_WHAT TO WORK ON_
• A. In the passage on Christian worship and the Psalms, what position does Jane Leach hold?
• B. Say whether each statement agrees with the passage on Christian worship and the Psalms, answering yes or no and quoting the deciding words: (i) Rowan Williams holds that our vision of Christ should be a settled one. (ii) The writer of the Psalm 23 section heard Psalms read in the church services of their early experience. (iii) The silence of a Quaker meeting is named as one way to be lost in wonder, love and praise.

_GIVEN PASSAGE_
------------------------------------------------------------------------
With the varying forms of Christian worship and beliefs, it seems to me Christians have no choice but to look at the bigger picture – the common ground. Rowan Williams suggests that the face of Christ in the gospel and the body of Christ in the Eucharist are our common ground. He also reminds us that our vision of Christ cannot be a settled one, but that He continually challenges and unsettles us.
Finally, returning to our session on Psalm 100 – “How common features override the differences” was how Jane Leach, principal of a Methodist college summed up this session so well by suggesting –
There are many ways to “be lost in wonder, love and praise – in the silence of a Quaker meeting; in the glory of the Orthodox liturgy; in the singing of a great hymn.” She goes on to refer to “praise that takes us out of ourselves: transcends despair: overrides arrogance and overcomes anxiety. For in the act of praise we are never the focus, instead we are blessedly released from the tyranny of our own concerns as we are transported by God’s dazzling goodness”

Psalm 23 by Shelia Frankum

Before I attended the York course this year I did not have any real knowledge of most of the Psalms, what they were, or what they meant, as my early experience of church services did not include a reading of any Psalm. So for me Wednesday mornings became very interesting and made for some thought provoking discussion. Having offered to lead one session I was worried what this might entail however the week I had to actually lead was the most well known and indeed the one psalm I did know Psalm 23.
------------------------------------------------------------------------
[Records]
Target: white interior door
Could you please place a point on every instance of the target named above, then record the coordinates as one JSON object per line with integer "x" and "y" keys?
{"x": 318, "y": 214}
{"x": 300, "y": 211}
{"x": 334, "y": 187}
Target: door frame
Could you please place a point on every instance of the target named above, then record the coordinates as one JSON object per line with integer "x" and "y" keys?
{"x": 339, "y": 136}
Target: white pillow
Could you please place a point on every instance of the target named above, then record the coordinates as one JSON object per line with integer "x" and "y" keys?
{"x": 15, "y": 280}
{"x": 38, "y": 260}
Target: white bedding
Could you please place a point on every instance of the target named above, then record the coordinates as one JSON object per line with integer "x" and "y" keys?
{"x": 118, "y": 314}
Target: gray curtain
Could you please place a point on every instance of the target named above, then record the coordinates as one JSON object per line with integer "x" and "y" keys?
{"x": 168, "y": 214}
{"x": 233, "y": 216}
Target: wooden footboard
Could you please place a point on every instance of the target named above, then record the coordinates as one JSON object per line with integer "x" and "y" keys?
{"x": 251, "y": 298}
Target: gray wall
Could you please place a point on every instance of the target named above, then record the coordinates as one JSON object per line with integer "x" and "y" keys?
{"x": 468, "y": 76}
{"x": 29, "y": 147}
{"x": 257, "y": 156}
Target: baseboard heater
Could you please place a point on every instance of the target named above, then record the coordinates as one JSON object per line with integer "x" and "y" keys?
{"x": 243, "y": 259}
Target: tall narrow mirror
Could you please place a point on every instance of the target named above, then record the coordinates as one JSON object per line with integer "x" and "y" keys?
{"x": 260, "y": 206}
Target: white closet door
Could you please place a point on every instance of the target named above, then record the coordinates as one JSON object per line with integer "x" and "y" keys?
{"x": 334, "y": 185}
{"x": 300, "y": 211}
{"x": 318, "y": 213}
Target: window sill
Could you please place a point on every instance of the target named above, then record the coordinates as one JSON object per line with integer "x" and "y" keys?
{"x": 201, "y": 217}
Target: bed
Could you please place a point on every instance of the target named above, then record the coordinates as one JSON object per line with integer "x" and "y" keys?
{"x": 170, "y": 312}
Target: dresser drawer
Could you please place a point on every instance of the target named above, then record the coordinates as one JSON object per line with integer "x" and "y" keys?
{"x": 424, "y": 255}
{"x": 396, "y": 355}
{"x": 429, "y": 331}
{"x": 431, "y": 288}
------------------------------------------------------------------------
_ANSWER SET_
• A. She is the principal of a Methodist college.

• B.
(i) No: "our vision of Christ cannot be a settled one"
(ii) No: "my early experience of church services did not include a reading of any Psalm"
(iii) Yes: "in the silence of a Quaker meeting"